__Task to complete__:
Would you please copy each line of the listing that mentions "outline"?

(The data)

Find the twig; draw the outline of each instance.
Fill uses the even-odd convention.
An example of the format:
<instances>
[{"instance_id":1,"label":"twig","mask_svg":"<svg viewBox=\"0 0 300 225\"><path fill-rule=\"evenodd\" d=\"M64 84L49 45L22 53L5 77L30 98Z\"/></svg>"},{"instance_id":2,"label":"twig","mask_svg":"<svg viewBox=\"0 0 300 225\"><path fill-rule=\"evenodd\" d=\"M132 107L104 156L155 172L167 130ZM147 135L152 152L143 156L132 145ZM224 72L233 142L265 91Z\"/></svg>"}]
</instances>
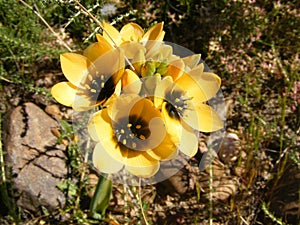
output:
<instances>
[{"instance_id":1,"label":"twig","mask_svg":"<svg viewBox=\"0 0 300 225\"><path fill-rule=\"evenodd\" d=\"M33 8L32 6L28 5L25 1L19 0L23 5L25 5L27 8L31 9L41 20L42 22L46 25L46 27L53 33L53 35L59 40L59 42L66 48L68 51L72 52L72 49L61 39L59 34L57 34L52 27L47 23L47 21L41 16L41 14L38 12L37 7Z\"/></svg>"},{"instance_id":2,"label":"twig","mask_svg":"<svg viewBox=\"0 0 300 225\"><path fill-rule=\"evenodd\" d=\"M92 18L92 20L95 21L95 23L103 30L103 32L105 32L107 34L107 36L109 37L109 39L111 39L111 41L114 43L115 47L118 47L117 43L115 42L115 40L112 38L112 36L104 29L103 25L101 24L101 22L92 14L89 12L89 10L87 10L80 2L78 2L77 0L74 0L74 2L79 5L79 7L89 16Z\"/></svg>"},{"instance_id":3,"label":"twig","mask_svg":"<svg viewBox=\"0 0 300 225\"><path fill-rule=\"evenodd\" d=\"M91 8L91 9L89 9L88 11L92 11L93 9L95 9L95 8L97 8L98 6L100 6L98 3L97 4L95 4L94 6L93 6L93 8ZM64 29L66 29L67 28L67 26L69 26L75 19L74 18L76 18L76 17L78 17L79 15L81 14L81 11L79 10L68 22L67 22L67 24L64 26Z\"/></svg>"},{"instance_id":4,"label":"twig","mask_svg":"<svg viewBox=\"0 0 300 225\"><path fill-rule=\"evenodd\" d=\"M249 223L248 223L242 216L240 216L240 219L241 219L246 225L249 225Z\"/></svg>"},{"instance_id":5,"label":"twig","mask_svg":"<svg viewBox=\"0 0 300 225\"><path fill-rule=\"evenodd\" d=\"M213 167L212 167L212 147L208 148L209 151L209 225L213 225Z\"/></svg>"},{"instance_id":6,"label":"twig","mask_svg":"<svg viewBox=\"0 0 300 225\"><path fill-rule=\"evenodd\" d=\"M0 121L2 121L2 115L0 113ZM6 176L5 176L5 168L4 168L4 158L3 158L3 149L2 149L2 140L1 140L1 136L2 136L2 127L1 127L1 123L0 123L0 174L1 174L1 180L0 183L3 182L4 184L6 183Z\"/></svg>"},{"instance_id":7,"label":"twig","mask_svg":"<svg viewBox=\"0 0 300 225\"><path fill-rule=\"evenodd\" d=\"M8 80L8 79L6 79L6 78L3 77L3 76L0 76L0 80L4 80L4 81L6 81L6 82L8 82L8 83L13 83L11 80Z\"/></svg>"}]
</instances>

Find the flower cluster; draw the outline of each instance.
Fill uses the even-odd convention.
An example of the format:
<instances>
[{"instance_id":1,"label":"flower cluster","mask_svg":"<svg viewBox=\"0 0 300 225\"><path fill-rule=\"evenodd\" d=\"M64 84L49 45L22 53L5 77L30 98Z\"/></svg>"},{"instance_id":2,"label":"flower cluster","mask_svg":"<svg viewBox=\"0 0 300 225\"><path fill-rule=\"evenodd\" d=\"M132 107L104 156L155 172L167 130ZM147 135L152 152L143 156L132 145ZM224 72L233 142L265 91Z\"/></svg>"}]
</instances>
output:
<instances>
[{"instance_id":1,"label":"flower cluster","mask_svg":"<svg viewBox=\"0 0 300 225\"><path fill-rule=\"evenodd\" d=\"M199 54L175 55L164 34L163 23L147 32L135 23L120 31L103 23L103 35L82 54L61 55L68 82L56 84L52 95L76 111L98 109L88 132L97 142L93 163L103 173L125 168L149 178L179 150L193 157L199 131L223 127L206 104L220 78L204 72Z\"/></svg>"}]
</instances>

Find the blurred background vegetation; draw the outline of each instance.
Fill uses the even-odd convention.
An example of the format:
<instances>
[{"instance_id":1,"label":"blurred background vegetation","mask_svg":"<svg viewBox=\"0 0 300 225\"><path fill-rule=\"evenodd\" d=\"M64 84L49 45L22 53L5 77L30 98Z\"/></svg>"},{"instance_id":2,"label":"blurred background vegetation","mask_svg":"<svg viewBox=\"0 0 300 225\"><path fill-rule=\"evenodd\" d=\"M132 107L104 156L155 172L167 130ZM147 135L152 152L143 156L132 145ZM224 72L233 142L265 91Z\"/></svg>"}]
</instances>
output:
<instances>
[{"instance_id":1,"label":"blurred background vegetation","mask_svg":"<svg viewBox=\"0 0 300 225\"><path fill-rule=\"evenodd\" d=\"M248 157L243 174L247 185L240 187L237 196L226 203L231 207L224 207L222 213L214 215L215 221L218 224L297 224L299 186L291 189L290 183L284 180L300 174L300 2L80 2L100 21L112 22L118 29L127 22L136 22L146 28L164 21L166 41L201 53L210 69L221 77L223 95L228 103L227 128L239 135ZM73 51L81 51L96 40L97 32L102 32L72 0L27 0L26 3L32 9L18 0L0 0L1 114L26 101L44 105L53 102L49 90L53 83L63 79L59 54L69 51L57 36ZM43 78L49 72L53 76L46 82ZM262 154L271 165L267 177L257 172L267 164ZM74 176L80 176L80 171ZM257 208L244 215L255 214L250 222L243 223L236 215L241 208L252 204L248 192L258 198ZM294 201L298 207L278 211L279 202L284 202L285 195L289 194L294 196L289 201ZM75 201L67 207L72 204ZM84 209L80 212L66 224L97 223L84 219ZM13 218L3 210L1 217L1 224L26 223L22 213ZM50 221L43 218L45 223L51 224Z\"/></svg>"}]
</instances>

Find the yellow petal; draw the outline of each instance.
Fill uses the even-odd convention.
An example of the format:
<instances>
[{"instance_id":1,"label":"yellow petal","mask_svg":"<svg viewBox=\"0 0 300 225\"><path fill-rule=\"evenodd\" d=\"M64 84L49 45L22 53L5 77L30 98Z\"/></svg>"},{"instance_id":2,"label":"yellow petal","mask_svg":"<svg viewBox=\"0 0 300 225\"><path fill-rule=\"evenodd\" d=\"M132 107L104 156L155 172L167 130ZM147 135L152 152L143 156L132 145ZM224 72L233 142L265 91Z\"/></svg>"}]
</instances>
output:
<instances>
[{"instance_id":1,"label":"yellow petal","mask_svg":"<svg viewBox=\"0 0 300 225\"><path fill-rule=\"evenodd\" d=\"M64 53L60 55L60 63L65 77L75 86L79 86L86 79L91 61L76 53Z\"/></svg>"},{"instance_id":2,"label":"yellow petal","mask_svg":"<svg viewBox=\"0 0 300 225\"><path fill-rule=\"evenodd\" d=\"M188 67L188 70L191 70L195 66L198 65L200 59L201 59L201 54L194 54L194 55L191 55L191 56L187 56L187 57L183 58L182 60L185 64L185 66Z\"/></svg>"},{"instance_id":3,"label":"yellow petal","mask_svg":"<svg viewBox=\"0 0 300 225\"><path fill-rule=\"evenodd\" d=\"M160 34L157 36L156 40L157 41L162 41L165 37L165 34L166 33L164 31L160 32Z\"/></svg>"},{"instance_id":4,"label":"yellow petal","mask_svg":"<svg viewBox=\"0 0 300 225\"><path fill-rule=\"evenodd\" d=\"M128 118L130 110L140 99L141 97L136 94L121 94L115 99L113 105L109 109L112 120L119 121L123 118Z\"/></svg>"},{"instance_id":5,"label":"yellow petal","mask_svg":"<svg viewBox=\"0 0 300 225\"><path fill-rule=\"evenodd\" d=\"M124 51L124 54L128 59L133 59L139 52L145 52L145 47L139 42L124 42L120 45L120 48Z\"/></svg>"},{"instance_id":6,"label":"yellow petal","mask_svg":"<svg viewBox=\"0 0 300 225\"><path fill-rule=\"evenodd\" d=\"M113 141L114 132L107 108L94 113L88 124L88 132L94 141L99 142L102 139Z\"/></svg>"},{"instance_id":7,"label":"yellow petal","mask_svg":"<svg viewBox=\"0 0 300 225\"><path fill-rule=\"evenodd\" d=\"M93 164L102 173L116 173L123 168L123 164L112 157L107 150L98 143L93 152Z\"/></svg>"},{"instance_id":8,"label":"yellow petal","mask_svg":"<svg viewBox=\"0 0 300 225\"><path fill-rule=\"evenodd\" d=\"M144 30L136 23L128 23L120 30L123 41L138 42L144 35Z\"/></svg>"},{"instance_id":9,"label":"yellow petal","mask_svg":"<svg viewBox=\"0 0 300 225\"><path fill-rule=\"evenodd\" d=\"M115 93L114 95L115 96L119 96L121 94L121 91L122 91L122 82L119 81L116 85L116 88L115 88ZM113 96L111 96L110 98L112 98Z\"/></svg>"},{"instance_id":10,"label":"yellow petal","mask_svg":"<svg viewBox=\"0 0 300 225\"><path fill-rule=\"evenodd\" d=\"M99 44L101 45L101 48L103 49L114 48L114 45L112 45L111 42L108 42L106 38L104 38L101 34L96 34L96 38Z\"/></svg>"},{"instance_id":11,"label":"yellow petal","mask_svg":"<svg viewBox=\"0 0 300 225\"><path fill-rule=\"evenodd\" d=\"M175 81L176 88L184 90L186 92L186 95L190 98L195 99L195 101L205 102L208 100L209 96L206 95L206 93L202 89L202 85L197 82L197 79L198 78L195 78L188 73L184 73ZM209 90L209 88L206 88L205 90Z\"/></svg>"},{"instance_id":12,"label":"yellow petal","mask_svg":"<svg viewBox=\"0 0 300 225\"><path fill-rule=\"evenodd\" d=\"M167 102L163 103L161 113L166 124L167 133L170 135L171 141L174 143L174 145L178 147L181 139L182 125L180 120L171 118L169 116L166 108L167 104Z\"/></svg>"},{"instance_id":13,"label":"yellow petal","mask_svg":"<svg viewBox=\"0 0 300 225\"><path fill-rule=\"evenodd\" d=\"M145 121L150 122L153 118L161 118L160 112L154 107L152 101L146 98L140 98L135 102L130 109L131 115L143 118Z\"/></svg>"},{"instance_id":14,"label":"yellow petal","mask_svg":"<svg viewBox=\"0 0 300 225\"><path fill-rule=\"evenodd\" d=\"M149 156L146 151L133 151L127 149L125 158L126 167L148 167L156 165L158 162L156 159Z\"/></svg>"},{"instance_id":15,"label":"yellow petal","mask_svg":"<svg viewBox=\"0 0 300 225\"><path fill-rule=\"evenodd\" d=\"M152 77L144 77L143 78L143 86L141 93L145 96L153 96L155 93L155 89L157 84L161 81L161 77L152 76Z\"/></svg>"},{"instance_id":16,"label":"yellow petal","mask_svg":"<svg viewBox=\"0 0 300 225\"><path fill-rule=\"evenodd\" d=\"M82 112L90 110L99 104L91 100L88 96L80 94L80 91L77 91L72 107L75 111Z\"/></svg>"},{"instance_id":17,"label":"yellow petal","mask_svg":"<svg viewBox=\"0 0 300 225\"><path fill-rule=\"evenodd\" d=\"M60 82L51 89L51 94L60 104L71 107L75 100L77 88L70 82Z\"/></svg>"},{"instance_id":18,"label":"yellow petal","mask_svg":"<svg viewBox=\"0 0 300 225\"><path fill-rule=\"evenodd\" d=\"M166 102L162 106L162 116L167 129L161 144L148 151L148 154L157 160L169 160L177 156L178 146L181 141L182 126L179 120L168 115Z\"/></svg>"},{"instance_id":19,"label":"yellow petal","mask_svg":"<svg viewBox=\"0 0 300 225\"><path fill-rule=\"evenodd\" d=\"M126 69L122 76L122 89L124 93L138 94L141 90L142 82L132 70Z\"/></svg>"},{"instance_id":20,"label":"yellow petal","mask_svg":"<svg viewBox=\"0 0 300 225\"><path fill-rule=\"evenodd\" d=\"M190 105L183 112L183 121L195 130L213 132L223 128L220 116L206 104Z\"/></svg>"},{"instance_id":21,"label":"yellow petal","mask_svg":"<svg viewBox=\"0 0 300 225\"><path fill-rule=\"evenodd\" d=\"M159 170L159 162L150 166L126 166L126 169L133 175L141 177L141 178L150 178L154 176Z\"/></svg>"},{"instance_id":22,"label":"yellow petal","mask_svg":"<svg viewBox=\"0 0 300 225\"><path fill-rule=\"evenodd\" d=\"M171 91L173 84L173 79L170 76L164 77L157 83L154 92L154 105L156 108L160 109L163 101L168 101L168 99L166 99L166 93Z\"/></svg>"},{"instance_id":23,"label":"yellow petal","mask_svg":"<svg viewBox=\"0 0 300 225\"><path fill-rule=\"evenodd\" d=\"M104 28L103 37L111 44L111 46L115 46L115 43L119 46L122 43L120 32L109 23L103 22L102 26ZM113 39L115 43L111 39Z\"/></svg>"},{"instance_id":24,"label":"yellow petal","mask_svg":"<svg viewBox=\"0 0 300 225\"><path fill-rule=\"evenodd\" d=\"M198 151L198 131L182 124L182 136L180 139L180 151L188 157L193 157Z\"/></svg>"},{"instance_id":25,"label":"yellow petal","mask_svg":"<svg viewBox=\"0 0 300 225\"><path fill-rule=\"evenodd\" d=\"M93 43L89 45L84 51L83 55L87 57L90 61L95 61L104 53L110 51L112 47L107 43Z\"/></svg>"},{"instance_id":26,"label":"yellow petal","mask_svg":"<svg viewBox=\"0 0 300 225\"><path fill-rule=\"evenodd\" d=\"M145 51L146 50L141 49L132 58L131 63L135 68L137 74L141 74L141 67L145 63Z\"/></svg>"},{"instance_id":27,"label":"yellow petal","mask_svg":"<svg viewBox=\"0 0 300 225\"><path fill-rule=\"evenodd\" d=\"M115 84L121 79L125 67L124 53L121 49L111 50L94 62L96 71L99 75L110 77L118 73L118 77L114 77Z\"/></svg>"},{"instance_id":28,"label":"yellow petal","mask_svg":"<svg viewBox=\"0 0 300 225\"><path fill-rule=\"evenodd\" d=\"M146 47L146 59L153 59L157 54L162 52L163 54L168 54L169 49L164 48L162 41L147 41L143 42ZM163 51L161 51L163 49Z\"/></svg>"},{"instance_id":29,"label":"yellow petal","mask_svg":"<svg viewBox=\"0 0 300 225\"><path fill-rule=\"evenodd\" d=\"M178 147L174 145L170 138L165 138L161 145L149 150L148 154L159 161L170 160L178 155Z\"/></svg>"},{"instance_id":30,"label":"yellow petal","mask_svg":"<svg viewBox=\"0 0 300 225\"><path fill-rule=\"evenodd\" d=\"M172 48L172 46L170 46L170 45L164 44L164 45L162 45L162 46L160 47L160 50L159 50L159 51L162 53L162 58L163 58L163 59L169 59L170 56L171 56L172 53L173 53L173 48Z\"/></svg>"},{"instance_id":31,"label":"yellow petal","mask_svg":"<svg viewBox=\"0 0 300 225\"><path fill-rule=\"evenodd\" d=\"M147 40L162 40L164 37L164 32L163 32L163 26L164 23L158 23L154 26L152 26L143 36L142 41L147 41Z\"/></svg>"},{"instance_id":32,"label":"yellow petal","mask_svg":"<svg viewBox=\"0 0 300 225\"><path fill-rule=\"evenodd\" d=\"M202 71L203 68L197 66L189 72L189 75L197 82L201 90L205 93L206 100L209 100L215 96L220 89L221 79L214 73Z\"/></svg>"},{"instance_id":33,"label":"yellow petal","mask_svg":"<svg viewBox=\"0 0 300 225\"><path fill-rule=\"evenodd\" d=\"M88 132L93 140L101 143L101 147L105 149L111 158L120 163L125 163L127 148L123 147L121 149L117 142L107 108L93 115L88 124Z\"/></svg>"},{"instance_id":34,"label":"yellow petal","mask_svg":"<svg viewBox=\"0 0 300 225\"><path fill-rule=\"evenodd\" d=\"M169 144L167 141L170 139L166 132L164 121L159 117L153 117L149 121L150 136L142 143L148 149L156 149L158 146ZM165 141L166 140L166 141Z\"/></svg>"},{"instance_id":35,"label":"yellow petal","mask_svg":"<svg viewBox=\"0 0 300 225\"><path fill-rule=\"evenodd\" d=\"M168 72L166 75L169 75L173 80L177 80L184 72L184 63L181 59L171 62L168 66Z\"/></svg>"}]
</instances>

(End The data)

__Output below__:
Find the twig; draw the outline of each instance.
Find the flower cluster; draw the outline of each instance.
Find the blurred background vegetation; draw the outline of each instance.
Find the yellow petal; draw the outline of each instance.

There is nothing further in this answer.